- Document
* * *
# Canon 5D Mrk II & 500D Image Question



## Rank_90 (Jun 25, 2012)

Hi all,

I have a possibly stupid question to ask but I'll ask all the same because I'm confused.

As the Subject suggests I have a Canon 5D Mrk II & 500D, Using the Canon 50mm 1.4 (and every other lens I try) if I take the exact same picture with the exact same settings on both cameras I get a significantly darker image from the 5D Mark II. In fact I'm struggling to push up the exposure on the 5D. 

Something wrong with the camera or is it due to different sensors?

Thanks in advance!


----------



## sandymandy (Jun 25, 2012)

What about "automatic lighting optimization" and maybe "highlight tone priority" settings? Did you include the 1.6 crop factor too? Cuz if not maybe the 500D just sees a different image and thus meters differently.


----------



## Rank_90 (Jun 25, 2012)

Apart from the crop factor all other settings are the same. Am I right in thinking that the 5D Mark II sould be brighter or at least the same as it has a larger sensor? I will try and get some pictures to show you the massive difference. Its quite shocking.


----------



## tron (Jun 25, 2012)

Interesting! By the exact same settings you mean at least: Mode manual, Raw, ISO, Shutter Speed and Apperture? (and ALO and HTP off)


----------



## Rank_90 (Jun 25, 2012)

tron said:


> Interesting! By the exact same settings you mean at least: Mode manual, Raw, ISO, Shutter Speed and Apperture? (and ALO and HTP off)



Intresting comment about the ALO and HTP. Not heard of these before will look in to it and come back to you. Thanks! But the other settings are exactly the same yes. Will have a check tonight and see. Thanks.


----------



## RLPhoto (Jun 25, 2012)

FF vignettes more and the histogram will show that trend. There is no difference in exposure for FF or Crop for the same scene.


----------



## marekjoz (Jun 25, 2012)

Check also metering mode. Scenes pictured on both cameras with the same lenses will differ (unless you make a photo of a wall, sky or checkboard). Try different metering modes.
* * *
- Provided material
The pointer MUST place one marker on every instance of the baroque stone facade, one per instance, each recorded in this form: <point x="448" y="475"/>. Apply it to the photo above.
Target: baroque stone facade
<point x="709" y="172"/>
* * *
- Instruction 1
Write out everything in the camera forum thread from "Apart from the" down to "tron (Jun 25, 2012)", swapping "larger sensor" for "full-frame sensor".
- Instruction 2
Extend the camera forum thread by writing on from its final sentence.
The lines above have no connection to the camera forum thread.

- Exercise answer 1
Apart from the crop factor all other settings are the same. Am I right in thinking that the 5D Mark II sould be brighter or at least the same as it has a full-frame sensor? I will try and get some pictures to show you the massive difference. Its quite shocking.


----------



## tron (Jun 25, 2012)

- Exercise answer 2
Also when you'll check sensor comparison (with the use of our beloved DXO) between them here: http://www.dxomark.com/index.php/Cameras/Compare-Camera-Sensors/Compare-cameras-side-by-side/(appareil1)/586%7C0/(brand)/Canon/(appareil2)/483%7C0/(brand2)/Canon#tabs-2 you'll find that real ISO (measured) vs "manufacturer" ISO is slightly higher at 500d, what could mean brighter photos (I'm in fact not so sure that it also affects exposure because Canon might probably compensate it after light measurement).


----------



## Rank_90 (Jul 4, 2012)

Hi all just to let you know I tried all that and no joy! I'm going to upgrade the firmware and come back to you. Maybe that will help. Thanks for all the tips though. Will keep you updated (if anyone is interested).


----------



## Kernuak (Jul 4, 2012)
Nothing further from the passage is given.